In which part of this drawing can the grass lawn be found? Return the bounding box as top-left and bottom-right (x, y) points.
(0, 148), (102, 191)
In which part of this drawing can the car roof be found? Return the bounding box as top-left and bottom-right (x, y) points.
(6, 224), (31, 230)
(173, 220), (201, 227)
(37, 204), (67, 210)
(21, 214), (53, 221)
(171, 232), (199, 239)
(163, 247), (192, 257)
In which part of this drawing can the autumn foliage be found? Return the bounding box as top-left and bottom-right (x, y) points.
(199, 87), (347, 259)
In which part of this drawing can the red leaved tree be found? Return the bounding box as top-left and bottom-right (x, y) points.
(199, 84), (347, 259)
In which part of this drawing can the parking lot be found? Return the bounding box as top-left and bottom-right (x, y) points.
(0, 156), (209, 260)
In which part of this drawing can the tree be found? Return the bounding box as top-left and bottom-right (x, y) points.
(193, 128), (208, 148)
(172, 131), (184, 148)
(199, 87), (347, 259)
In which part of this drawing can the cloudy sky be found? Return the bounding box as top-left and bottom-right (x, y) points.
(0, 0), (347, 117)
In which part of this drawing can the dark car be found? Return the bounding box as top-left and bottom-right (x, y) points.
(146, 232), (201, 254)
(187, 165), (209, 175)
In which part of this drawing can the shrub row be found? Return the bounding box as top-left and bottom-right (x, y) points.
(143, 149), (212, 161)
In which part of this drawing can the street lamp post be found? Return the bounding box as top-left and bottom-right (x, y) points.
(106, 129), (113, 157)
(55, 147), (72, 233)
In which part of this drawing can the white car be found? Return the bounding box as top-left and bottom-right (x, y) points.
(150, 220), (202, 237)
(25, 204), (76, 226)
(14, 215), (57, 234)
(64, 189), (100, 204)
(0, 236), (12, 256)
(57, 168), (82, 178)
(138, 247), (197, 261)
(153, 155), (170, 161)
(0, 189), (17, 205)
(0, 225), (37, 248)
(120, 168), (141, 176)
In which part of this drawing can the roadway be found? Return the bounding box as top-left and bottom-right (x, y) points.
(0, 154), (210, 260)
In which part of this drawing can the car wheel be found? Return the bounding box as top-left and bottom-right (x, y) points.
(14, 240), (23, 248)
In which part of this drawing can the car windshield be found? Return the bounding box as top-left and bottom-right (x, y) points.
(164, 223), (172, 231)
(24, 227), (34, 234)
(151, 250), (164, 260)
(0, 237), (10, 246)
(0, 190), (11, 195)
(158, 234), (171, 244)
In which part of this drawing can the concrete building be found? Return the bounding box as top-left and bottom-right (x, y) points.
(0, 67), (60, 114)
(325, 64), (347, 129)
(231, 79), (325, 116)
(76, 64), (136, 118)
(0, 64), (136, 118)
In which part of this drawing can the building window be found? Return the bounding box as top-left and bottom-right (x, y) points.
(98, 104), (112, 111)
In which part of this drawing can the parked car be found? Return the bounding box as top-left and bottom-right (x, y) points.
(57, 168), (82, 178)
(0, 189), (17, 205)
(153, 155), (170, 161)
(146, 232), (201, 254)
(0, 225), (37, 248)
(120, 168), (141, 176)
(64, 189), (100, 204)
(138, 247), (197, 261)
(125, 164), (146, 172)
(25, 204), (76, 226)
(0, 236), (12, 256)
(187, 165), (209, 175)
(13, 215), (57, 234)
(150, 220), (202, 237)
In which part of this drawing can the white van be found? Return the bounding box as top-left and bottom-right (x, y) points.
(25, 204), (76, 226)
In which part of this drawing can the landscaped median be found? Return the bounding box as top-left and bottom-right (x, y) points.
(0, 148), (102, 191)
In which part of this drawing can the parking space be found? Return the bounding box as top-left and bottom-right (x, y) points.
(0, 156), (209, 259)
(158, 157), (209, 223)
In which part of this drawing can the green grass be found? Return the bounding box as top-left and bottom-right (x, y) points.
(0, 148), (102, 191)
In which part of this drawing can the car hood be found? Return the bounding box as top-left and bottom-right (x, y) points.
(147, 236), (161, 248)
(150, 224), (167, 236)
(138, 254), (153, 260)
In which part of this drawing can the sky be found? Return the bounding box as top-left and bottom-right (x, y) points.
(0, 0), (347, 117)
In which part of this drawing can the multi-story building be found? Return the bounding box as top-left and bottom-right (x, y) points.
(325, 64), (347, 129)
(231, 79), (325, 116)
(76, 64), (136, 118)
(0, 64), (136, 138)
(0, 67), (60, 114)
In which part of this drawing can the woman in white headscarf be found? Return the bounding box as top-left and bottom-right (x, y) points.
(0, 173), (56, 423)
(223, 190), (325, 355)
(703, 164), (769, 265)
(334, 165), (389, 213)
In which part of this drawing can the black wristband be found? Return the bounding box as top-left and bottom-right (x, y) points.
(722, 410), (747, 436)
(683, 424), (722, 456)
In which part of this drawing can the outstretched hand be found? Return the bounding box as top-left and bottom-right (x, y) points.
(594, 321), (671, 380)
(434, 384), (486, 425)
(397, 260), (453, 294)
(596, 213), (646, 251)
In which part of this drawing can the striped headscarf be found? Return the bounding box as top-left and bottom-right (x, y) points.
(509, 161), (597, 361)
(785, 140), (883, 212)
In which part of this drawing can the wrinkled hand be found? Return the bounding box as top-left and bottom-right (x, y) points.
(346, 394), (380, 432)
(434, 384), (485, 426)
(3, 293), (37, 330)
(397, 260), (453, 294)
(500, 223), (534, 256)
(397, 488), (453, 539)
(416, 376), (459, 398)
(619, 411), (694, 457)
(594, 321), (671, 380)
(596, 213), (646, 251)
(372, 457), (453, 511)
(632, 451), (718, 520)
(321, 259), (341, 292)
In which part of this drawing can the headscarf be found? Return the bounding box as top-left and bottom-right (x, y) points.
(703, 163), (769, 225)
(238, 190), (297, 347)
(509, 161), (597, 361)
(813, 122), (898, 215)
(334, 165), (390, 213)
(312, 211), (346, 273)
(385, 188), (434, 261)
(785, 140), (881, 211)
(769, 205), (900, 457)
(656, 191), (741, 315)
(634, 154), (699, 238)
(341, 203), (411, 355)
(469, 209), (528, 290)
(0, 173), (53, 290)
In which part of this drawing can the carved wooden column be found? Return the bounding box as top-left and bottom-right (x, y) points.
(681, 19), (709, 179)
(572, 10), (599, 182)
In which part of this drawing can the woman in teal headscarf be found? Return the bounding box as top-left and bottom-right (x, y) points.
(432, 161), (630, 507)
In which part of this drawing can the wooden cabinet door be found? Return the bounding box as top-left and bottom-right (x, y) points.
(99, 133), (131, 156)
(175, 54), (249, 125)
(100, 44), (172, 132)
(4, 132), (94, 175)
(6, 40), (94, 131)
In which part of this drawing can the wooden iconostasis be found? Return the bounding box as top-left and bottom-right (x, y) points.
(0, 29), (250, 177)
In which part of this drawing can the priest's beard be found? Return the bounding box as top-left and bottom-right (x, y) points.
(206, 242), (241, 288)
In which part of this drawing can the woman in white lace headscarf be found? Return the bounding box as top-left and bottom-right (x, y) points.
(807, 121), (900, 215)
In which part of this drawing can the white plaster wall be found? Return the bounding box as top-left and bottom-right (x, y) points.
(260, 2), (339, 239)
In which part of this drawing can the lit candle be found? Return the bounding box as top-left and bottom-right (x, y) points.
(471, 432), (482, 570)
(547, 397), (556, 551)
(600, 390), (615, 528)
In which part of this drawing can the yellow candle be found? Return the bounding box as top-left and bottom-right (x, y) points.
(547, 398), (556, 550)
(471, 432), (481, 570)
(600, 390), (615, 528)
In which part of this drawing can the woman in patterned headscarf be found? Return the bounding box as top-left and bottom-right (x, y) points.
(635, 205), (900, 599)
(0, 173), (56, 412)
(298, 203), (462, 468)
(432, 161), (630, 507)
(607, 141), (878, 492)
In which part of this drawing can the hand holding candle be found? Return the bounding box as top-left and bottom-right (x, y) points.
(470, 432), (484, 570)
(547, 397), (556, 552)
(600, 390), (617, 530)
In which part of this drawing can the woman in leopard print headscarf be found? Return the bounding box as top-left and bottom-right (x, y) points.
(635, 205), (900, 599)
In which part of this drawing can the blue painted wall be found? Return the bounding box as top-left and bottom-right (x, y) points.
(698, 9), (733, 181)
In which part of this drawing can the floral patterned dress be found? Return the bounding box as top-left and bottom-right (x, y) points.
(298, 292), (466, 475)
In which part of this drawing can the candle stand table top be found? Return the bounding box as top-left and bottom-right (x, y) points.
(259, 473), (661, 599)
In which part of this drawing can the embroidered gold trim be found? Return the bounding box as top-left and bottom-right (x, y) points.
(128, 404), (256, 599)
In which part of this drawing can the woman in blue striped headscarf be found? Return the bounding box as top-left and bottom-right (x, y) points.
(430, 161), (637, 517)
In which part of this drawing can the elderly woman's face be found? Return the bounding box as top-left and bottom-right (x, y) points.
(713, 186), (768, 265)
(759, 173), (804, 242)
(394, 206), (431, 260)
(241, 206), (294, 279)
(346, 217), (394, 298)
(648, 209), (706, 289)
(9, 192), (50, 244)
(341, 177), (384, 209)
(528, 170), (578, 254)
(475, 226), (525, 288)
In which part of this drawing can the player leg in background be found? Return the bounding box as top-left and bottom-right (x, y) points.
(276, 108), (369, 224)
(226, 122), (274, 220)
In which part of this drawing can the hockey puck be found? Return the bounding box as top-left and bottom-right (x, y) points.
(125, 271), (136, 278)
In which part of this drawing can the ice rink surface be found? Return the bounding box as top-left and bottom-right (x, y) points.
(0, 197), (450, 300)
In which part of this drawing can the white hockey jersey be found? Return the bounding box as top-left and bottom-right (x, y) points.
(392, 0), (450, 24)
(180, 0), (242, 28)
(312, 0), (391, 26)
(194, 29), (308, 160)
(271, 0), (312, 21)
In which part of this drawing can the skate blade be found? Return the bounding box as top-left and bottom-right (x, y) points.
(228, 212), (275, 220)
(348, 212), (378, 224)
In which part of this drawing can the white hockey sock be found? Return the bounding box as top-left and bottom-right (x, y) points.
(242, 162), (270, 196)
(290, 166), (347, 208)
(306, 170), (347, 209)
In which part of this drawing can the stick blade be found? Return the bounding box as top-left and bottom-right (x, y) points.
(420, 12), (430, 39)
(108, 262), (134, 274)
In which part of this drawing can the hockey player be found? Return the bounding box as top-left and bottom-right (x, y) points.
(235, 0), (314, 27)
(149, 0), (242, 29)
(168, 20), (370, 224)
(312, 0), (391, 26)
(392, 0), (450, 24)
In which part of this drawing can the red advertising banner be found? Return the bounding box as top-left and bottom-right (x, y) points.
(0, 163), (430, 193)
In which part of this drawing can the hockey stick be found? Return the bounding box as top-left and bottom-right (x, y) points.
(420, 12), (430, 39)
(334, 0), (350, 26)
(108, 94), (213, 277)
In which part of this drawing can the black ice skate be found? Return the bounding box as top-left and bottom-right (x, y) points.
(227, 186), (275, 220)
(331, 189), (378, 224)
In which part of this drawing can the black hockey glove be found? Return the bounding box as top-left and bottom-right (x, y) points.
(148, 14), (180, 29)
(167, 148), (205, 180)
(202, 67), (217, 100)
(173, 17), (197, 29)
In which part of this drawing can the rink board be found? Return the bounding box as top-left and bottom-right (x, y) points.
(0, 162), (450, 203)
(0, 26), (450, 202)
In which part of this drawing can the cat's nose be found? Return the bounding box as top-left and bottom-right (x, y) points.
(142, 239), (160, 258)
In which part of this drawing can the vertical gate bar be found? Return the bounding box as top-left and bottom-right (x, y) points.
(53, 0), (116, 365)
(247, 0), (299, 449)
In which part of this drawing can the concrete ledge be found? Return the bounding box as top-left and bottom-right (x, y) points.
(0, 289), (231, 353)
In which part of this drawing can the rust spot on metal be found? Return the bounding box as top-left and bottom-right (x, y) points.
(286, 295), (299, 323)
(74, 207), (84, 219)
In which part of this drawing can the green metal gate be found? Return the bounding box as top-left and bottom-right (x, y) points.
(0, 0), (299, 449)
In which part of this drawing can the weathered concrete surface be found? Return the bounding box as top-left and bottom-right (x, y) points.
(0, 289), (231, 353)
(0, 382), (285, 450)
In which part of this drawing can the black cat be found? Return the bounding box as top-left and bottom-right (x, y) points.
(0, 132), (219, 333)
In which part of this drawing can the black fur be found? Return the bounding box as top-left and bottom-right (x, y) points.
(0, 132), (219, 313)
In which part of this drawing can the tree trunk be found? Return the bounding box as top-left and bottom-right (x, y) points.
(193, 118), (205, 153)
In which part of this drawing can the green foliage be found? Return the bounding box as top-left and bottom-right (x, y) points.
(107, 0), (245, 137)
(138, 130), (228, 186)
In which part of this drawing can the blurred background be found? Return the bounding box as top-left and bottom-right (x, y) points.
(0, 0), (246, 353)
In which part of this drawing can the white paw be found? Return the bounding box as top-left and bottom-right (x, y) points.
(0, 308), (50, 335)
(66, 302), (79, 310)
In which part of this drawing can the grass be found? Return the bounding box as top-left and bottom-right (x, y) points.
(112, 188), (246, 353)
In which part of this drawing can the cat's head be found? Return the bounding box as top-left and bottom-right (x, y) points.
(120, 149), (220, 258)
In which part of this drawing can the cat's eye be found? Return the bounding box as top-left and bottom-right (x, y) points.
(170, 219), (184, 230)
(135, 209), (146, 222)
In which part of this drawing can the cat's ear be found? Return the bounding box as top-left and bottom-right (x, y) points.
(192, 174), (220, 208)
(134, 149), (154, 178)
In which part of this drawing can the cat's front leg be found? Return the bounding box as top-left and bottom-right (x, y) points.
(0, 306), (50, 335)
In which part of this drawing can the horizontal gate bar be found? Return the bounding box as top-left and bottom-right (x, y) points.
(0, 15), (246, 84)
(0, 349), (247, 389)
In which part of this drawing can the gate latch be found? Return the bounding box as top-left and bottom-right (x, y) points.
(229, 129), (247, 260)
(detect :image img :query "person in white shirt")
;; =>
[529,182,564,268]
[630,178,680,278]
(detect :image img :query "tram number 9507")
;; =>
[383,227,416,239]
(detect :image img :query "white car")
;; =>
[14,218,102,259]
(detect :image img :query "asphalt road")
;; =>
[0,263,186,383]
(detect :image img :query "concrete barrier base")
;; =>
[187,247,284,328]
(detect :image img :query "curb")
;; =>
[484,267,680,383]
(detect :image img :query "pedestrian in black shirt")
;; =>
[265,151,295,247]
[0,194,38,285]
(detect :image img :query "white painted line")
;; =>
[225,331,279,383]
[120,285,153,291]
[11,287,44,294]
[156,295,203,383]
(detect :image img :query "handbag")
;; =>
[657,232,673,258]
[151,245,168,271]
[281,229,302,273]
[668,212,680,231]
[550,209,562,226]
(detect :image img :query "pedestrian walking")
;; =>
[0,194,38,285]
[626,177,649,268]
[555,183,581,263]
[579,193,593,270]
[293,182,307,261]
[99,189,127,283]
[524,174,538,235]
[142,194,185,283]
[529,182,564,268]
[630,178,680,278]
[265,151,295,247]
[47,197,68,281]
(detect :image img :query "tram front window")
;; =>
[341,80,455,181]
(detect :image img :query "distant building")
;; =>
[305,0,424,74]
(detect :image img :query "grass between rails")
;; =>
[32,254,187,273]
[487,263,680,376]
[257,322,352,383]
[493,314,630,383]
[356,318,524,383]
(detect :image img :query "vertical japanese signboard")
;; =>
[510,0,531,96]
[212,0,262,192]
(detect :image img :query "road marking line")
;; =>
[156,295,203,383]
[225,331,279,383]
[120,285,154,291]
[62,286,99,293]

The exercise | In the listing, change "beard" to "mustache" in the lines from the line with "In which part of this drawing can the priest's" up to and including the line with "(807, 121), (900, 215)". Give back only those lines, with nothing else altered.

Answer for this exercise |
In which part of this drawing can the priest's mustache be found? Return the bounding box as top-left and bottom-right (x, y) points.
(206, 242), (241, 288)
In which part of this drawing can the woman in white lace headscarf be found? Return the bounding box as top-left and bottom-right (x, y) points.
(807, 121), (900, 215)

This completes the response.